**Instructions to follow**
Look for the string "hind" in the listing. Copy each line that has it.

**Entries supplied**
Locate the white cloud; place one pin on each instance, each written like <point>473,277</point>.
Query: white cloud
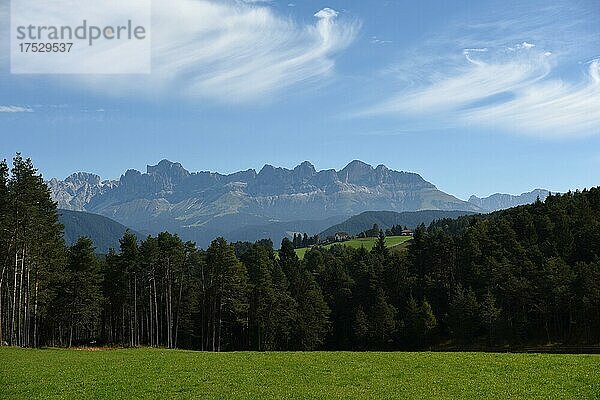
<point>15,109</point>
<point>231,52</point>
<point>499,81</point>
<point>326,13</point>
<point>473,81</point>
<point>551,108</point>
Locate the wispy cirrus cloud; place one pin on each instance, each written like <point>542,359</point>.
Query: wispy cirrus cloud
<point>15,109</point>
<point>509,75</point>
<point>232,51</point>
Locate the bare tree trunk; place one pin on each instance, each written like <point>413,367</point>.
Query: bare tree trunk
<point>19,315</point>
<point>1,302</point>
<point>177,316</point>
<point>150,324</point>
<point>156,312</point>
<point>35,331</point>
<point>13,337</point>
<point>136,330</point>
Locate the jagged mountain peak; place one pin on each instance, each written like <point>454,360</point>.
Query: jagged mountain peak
<point>499,201</point>
<point>203,205</point>
<point>166,167</point>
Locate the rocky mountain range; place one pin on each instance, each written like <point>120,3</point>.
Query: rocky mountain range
<point>501,201</point>
<point>202,205</point>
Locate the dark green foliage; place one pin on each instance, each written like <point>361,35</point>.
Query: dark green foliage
<point>527,275</point>
<point>387,219</point>
<point>82,296</point>
<point>104,232</point>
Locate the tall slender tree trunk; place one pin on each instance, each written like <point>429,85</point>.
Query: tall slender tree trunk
<point>155,312</point>
<point>35,308</point>
<point>13,337</point>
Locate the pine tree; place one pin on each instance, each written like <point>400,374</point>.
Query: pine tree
<point>82,293</point>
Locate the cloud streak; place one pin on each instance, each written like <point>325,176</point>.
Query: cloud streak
<point>516,86</point>
<point>15,109</point>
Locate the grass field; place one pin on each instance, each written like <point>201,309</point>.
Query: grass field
<point>367,243</point>
<point>162,374</point>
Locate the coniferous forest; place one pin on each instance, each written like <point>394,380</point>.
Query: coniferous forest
<point>524,276</point>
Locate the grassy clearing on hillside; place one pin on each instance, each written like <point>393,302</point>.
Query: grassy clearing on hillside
<point>153,373</point>
<point>367,243</point>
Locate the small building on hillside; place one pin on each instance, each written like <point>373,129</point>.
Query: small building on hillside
<point>341,236</point>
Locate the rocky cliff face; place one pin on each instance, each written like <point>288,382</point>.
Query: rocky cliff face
<point>202,205</point>
<point>78,189</point>
<point>500,201</point>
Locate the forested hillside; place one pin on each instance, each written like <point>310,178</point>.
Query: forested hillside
<point>102,230</point>
<point>386,219</point>
<point>528,275</point>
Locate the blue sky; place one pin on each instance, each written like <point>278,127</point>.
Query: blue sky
<point>478,97</point>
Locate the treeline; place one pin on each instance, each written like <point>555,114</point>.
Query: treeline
<point>529,275</point>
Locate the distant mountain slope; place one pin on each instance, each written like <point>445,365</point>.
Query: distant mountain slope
<point>387,219</point>
<point>501,201</point>
<point>104,232</point>
<point>202,205</point>
<point>276,231</point>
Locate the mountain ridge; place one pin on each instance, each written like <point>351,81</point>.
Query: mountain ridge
<point>501,201</point>
<point>202,205</point>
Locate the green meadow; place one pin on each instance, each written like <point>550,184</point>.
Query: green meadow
<point>367,243</point>
<point>175,374</point>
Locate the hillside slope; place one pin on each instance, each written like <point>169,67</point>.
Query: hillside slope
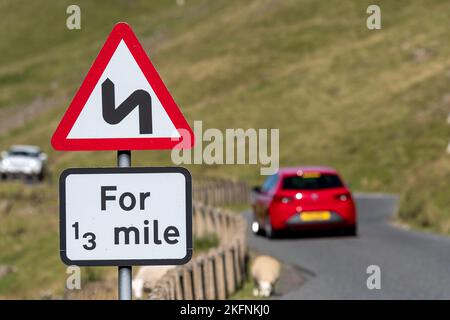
<point>371,103</point>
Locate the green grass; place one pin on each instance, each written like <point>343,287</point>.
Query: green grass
<point>366,102</point>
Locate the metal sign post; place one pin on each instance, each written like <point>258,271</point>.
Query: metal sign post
<point>125,272</point>
<point>124,216</point>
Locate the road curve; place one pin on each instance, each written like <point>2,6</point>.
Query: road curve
<point>413,265</point>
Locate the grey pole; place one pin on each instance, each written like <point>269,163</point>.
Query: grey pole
<point>124,160</point>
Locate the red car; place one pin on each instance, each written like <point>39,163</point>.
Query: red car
<point>303,198</point>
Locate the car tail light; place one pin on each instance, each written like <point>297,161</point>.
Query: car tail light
<point>343,196</point>
<point>283,199</point>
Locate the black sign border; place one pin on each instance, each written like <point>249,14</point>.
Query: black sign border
<point>125,262</point>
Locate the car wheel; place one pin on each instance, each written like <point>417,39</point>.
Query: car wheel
<point>350,231</point>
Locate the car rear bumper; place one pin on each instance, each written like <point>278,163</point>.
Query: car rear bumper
<point>335,221</point>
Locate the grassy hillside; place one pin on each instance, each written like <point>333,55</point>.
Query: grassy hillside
<point>371,103</point>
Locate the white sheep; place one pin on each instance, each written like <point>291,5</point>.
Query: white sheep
<point>146,277</point>
<point>265,273</point>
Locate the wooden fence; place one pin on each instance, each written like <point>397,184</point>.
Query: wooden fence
<point>218,273</point>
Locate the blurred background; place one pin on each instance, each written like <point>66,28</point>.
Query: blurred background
<point>371,103</point>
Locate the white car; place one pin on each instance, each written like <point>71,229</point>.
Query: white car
<point>22,160</point>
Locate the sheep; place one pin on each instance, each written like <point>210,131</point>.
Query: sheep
<point>265,271</point>
<point>146,278</point>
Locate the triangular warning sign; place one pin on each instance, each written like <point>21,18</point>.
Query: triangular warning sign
<point>122,104</point>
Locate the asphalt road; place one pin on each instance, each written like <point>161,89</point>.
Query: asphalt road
<point>413,265</point>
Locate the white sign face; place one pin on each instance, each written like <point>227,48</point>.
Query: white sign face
<point>126,216</point>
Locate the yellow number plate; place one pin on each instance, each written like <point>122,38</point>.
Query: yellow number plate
<point>315,216</point>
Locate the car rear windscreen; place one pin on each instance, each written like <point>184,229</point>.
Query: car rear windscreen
<point>312,181</point>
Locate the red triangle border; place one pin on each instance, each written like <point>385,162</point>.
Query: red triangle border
<point>121,31</point>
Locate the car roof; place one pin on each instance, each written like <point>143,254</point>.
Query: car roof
<point>294,170</point>
<point>25,148</point>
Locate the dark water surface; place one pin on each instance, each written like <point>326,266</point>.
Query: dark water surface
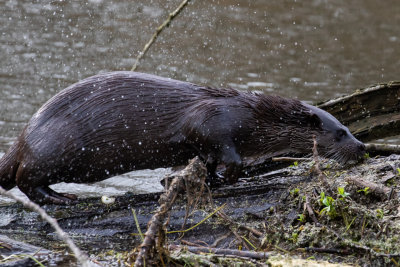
<point>311,50</point>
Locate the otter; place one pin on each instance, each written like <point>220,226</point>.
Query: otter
<point>117,122</point>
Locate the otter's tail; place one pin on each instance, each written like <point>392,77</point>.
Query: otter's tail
<point>8,167</point>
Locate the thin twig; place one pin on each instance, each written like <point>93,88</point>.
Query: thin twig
<point>158,31</point>
<point>195,171</point>
<point>311,211</point>
<point>221,251</point>
<point>321,176</point>
<point>79,255</point>
<point>289,159</point>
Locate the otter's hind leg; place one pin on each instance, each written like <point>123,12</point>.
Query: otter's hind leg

**The answer**
Locate the otter's hind leg; place one pin on each instance, each written like <point>123,12</point>.
Query: otter's hind leg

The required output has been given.